▸ **Provided data**:
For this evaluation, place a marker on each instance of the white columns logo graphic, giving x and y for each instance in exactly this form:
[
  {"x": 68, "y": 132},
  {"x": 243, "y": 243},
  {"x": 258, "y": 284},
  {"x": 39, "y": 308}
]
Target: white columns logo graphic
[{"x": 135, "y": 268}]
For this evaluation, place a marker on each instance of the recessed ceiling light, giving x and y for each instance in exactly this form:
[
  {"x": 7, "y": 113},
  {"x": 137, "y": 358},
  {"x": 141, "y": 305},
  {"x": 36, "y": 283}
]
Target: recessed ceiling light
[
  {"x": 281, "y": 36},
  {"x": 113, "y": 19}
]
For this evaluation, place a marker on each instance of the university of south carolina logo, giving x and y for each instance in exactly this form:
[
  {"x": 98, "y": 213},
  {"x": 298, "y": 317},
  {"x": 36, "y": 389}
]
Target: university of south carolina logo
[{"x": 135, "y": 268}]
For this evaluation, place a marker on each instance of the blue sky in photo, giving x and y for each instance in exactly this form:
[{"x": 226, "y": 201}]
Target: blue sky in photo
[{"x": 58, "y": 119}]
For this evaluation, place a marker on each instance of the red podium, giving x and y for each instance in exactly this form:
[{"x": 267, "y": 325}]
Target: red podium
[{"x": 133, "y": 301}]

▸ **What the task requires**:
Rewrite every line of the records above, requests included, and shift each x and y coordinate in the answers up by 15, leaving the numbers in the requests as they are.

▸ **Exercise output**:
For this evaluation, place a marker on each instance of the white columns logo graphic, giving x and y for each instance in exactly this form:
[
  {"x": 68, "y": 132},
  {"x": 243, "y": 243},
  {"x": 258, "y": 284},
  {"x": 39, "y": 308}
]
Target: white columns logo graphic
[{"x": 150, "y": 283}]
For this evaluation, place a marker on each instance of the recessed ceiling light, giving x and y for each instance in exactly this form:
[
  {"x": 7, "y": 113},
  {"x": 137, "y": 358},
  {"x": 141, "y": 305},
  {"x": 36, "y": 283}
]
Target: recessed ceiling light
[
  {"x": 296, "y": 51},
  {"x": 128, "y": 34}
]
For this evaluation, place a marker on each instance of the university of south carolina logo, giving x and y for each instance in exactly this form:
[
  {"x": 98, "y": 213},
  {"x": 298, "y": 317},
  {"x": 36, "y": 389}
]
Target: university of south carolina logo
[{"x": 150, "y": 283}]
For this evaluation, place a marker on each instance of the blue sky in photo, giving x and y for each instance in exactly this form:
[{"x": 226, "y": 201}]
Target: blue sky in photo
[{"x": 73, "y": 134}]
For this evaluation, place a marker on each instance of the red podium, giving x and y for each instance in exactly this form:
[{"x": 267, "y": 325}]
Target: red podium
[{"x": 148, "y": 316}]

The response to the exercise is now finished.